§ Source:
- - -

MAT provides a facility for comparing
documents using the same
algorithm the scorer uses. Documents may be compared if they
have the identical underlying signal. (It only makes sense to
compare documents which have been annotated using the same task,
but MAT doesn't necessarily know which task was used to annotate a
document, so it only enforces the signal condition - it's up to
the user to enforce the task condition.)
Document comparison works for all annotation set descriptors
which can be compared using the scorer's pairing algorithm,
including spanless annotations and annotations with complex
attribute structure.
From the file menu, select "Compare files...". You'll be
presented with a modal dialog that looks like this:
From this dialog, you must first select a task. Once you do,
you'll be able to make a selection from the "Compare:" menu. This
menu contains a list of all the available documents which have
been loaded with the selected task (including workspace
documents), plus an option to "Load document...". Select an
element and press the "Go!" button, and the document will be
listed:
Once the first document is selected, only documents with a
matching underlying signal which haven't been selected previously
will be available for selection:
The "Load document..." option will place another modal dialog at
the front which allows you to select a document in the usual way.
Once you open this document, it too will be listed in the "Align
documents" dialog:
The elements in the "Compare documents" document list can be reordered. You can
select as many documents as you like. Once at least two documents
have been selected, the "Compare" button will be enabled.
Before you press the "Compare" button, you might want to
customize the comparison presentation.
You have a number of options available to you for your comparison
presentation. You can choose where the annotations for a given
document will be shown (above, behind, or below the text) and
whether to associate a mnemonic initial with a given document.

- - -

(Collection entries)
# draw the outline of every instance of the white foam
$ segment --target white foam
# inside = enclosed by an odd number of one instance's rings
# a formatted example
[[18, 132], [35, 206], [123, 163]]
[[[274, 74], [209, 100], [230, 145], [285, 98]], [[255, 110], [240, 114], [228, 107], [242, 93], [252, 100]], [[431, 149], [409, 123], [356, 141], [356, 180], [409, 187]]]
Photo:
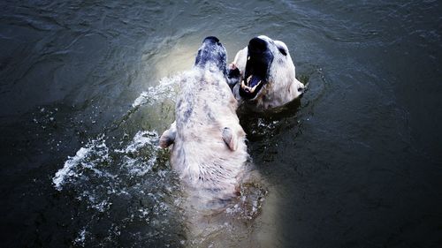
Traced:
[[125, 154], [135, 153], [146, 145], [153, 145], [157, 139], [158, 133], [155, 131], [139, 131], [132, 142], [125, 149], [115, 149], [115, 152]]
[[[103, 137], [104, 136], [101, 136], [98, 139], [88, 142], [86, 147], [80, 148], [73, 157], [68, 157], [63, 168], [57, 171], [52, 178], [52, 183], [57, 191], [62, 190], [66, 179], [77, 177], [81, 175], [82, 170], [78, 168], [79, 166], [89, 169], [100, 177], [115, 177], [115, 176], [109, 172], [103, 172], [95, 168], [96, 164], [110, 160], [109, 148], [103, 140]], [[96, 158], [93, 161], [88, 161], [88, 156], [93, 153], [96, 154]]]
[[160, 79], [157, 86], [150, 86], [147, 91], [143, 91], [132, 104], [133, 108], [136, 108], [145, 104], [154, 104], [158, 101], [163, 101], [165, 99], [171, 101], [175, 100], [176, 87], [179, 86], [179, 82], [183, 78], [181, 72], [172, 77], [165, 77]]
[[52, 178], [52, 183], [54, 184], [57, 190], [61, 191], [62, 185], [65, 182], [65, 178], [66, 178], [66, 177], [72, 177], [74, 175], [75, 172], [73, 171], [73, 169], [88, 156], [90, 151], [90, 147], [80, 148], [77, 154], [75, 154], [75, 156], [69, 157], [69, 159], [65, 162], [65, 166], [58, 171], [57, 171], [54, 178]]

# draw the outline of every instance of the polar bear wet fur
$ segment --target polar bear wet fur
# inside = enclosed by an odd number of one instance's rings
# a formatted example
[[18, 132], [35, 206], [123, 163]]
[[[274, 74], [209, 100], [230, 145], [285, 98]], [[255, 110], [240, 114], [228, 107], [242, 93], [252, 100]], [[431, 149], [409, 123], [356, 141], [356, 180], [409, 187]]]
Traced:
[[231, 67], [229, 74], [239, 75], [232, 89], [235, 97], [258, 110], [282, 106], [299, 97], [304, 89], [295, 78], [287, 46], [265, 35], [250, 40], [236, 54]]
[[171, 164], [180, 178], [219, 199], [235, 194], [248, 156], [226, 72], [225, 49], [207, 37], [180, 82], [175, 122], [160, 138], [162, 147], [173, 144]]

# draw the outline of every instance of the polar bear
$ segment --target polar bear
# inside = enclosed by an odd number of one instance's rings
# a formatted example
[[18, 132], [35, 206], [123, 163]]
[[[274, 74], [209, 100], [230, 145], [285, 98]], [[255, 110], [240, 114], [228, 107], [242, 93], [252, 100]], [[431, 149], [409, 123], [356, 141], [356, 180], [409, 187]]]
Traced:
[[304, 90], [287, 46], [265, 35], [253, 38], [236, 54], [229, 77], [235, 98], [258, 110], [282, 106]]
[[172, 145], [171, 164], [187, 185], [209, 199], [228, 199], [248, 159], [238, 106], [227, 83], [226, 51], [216, 37], [203, 40], [193, 69], [185, 73], [175, 122], [160, 137]]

- - -

§ Exercise task 1: According to the text on comparing documents in MAT, what has to happen before the "Compare" button is enabled?
§ Exercise task 2: From the text on comparing documents in MAT, copy the passage starting with "From the file" and going on through "the usual way.".
The entries have nothing to do with what comes next.

§ Complete output 1: At least two documents have to be selected.

§ Complete output 2:
From the file menu, select "Compare files...". You'll be
presented with a modal dialog that looks like this:
From this dialog, you must first select a task. Once you do,
you'll be able to make a selection from the "Compare:" menu. This
menu contains a list of all the available documents which have
been loaded with the selected task (including workspace
documents), plus an option to "Load document...". Select an
element and press the "Go!" button, and the document will be
listed:
Once the first document is selected, only documents with a
matching underlying signal which haven't been selected previously
will be available for selection:
The "Load document..." option will place another modal dialog at
the front which allows you to select a document in the usual way.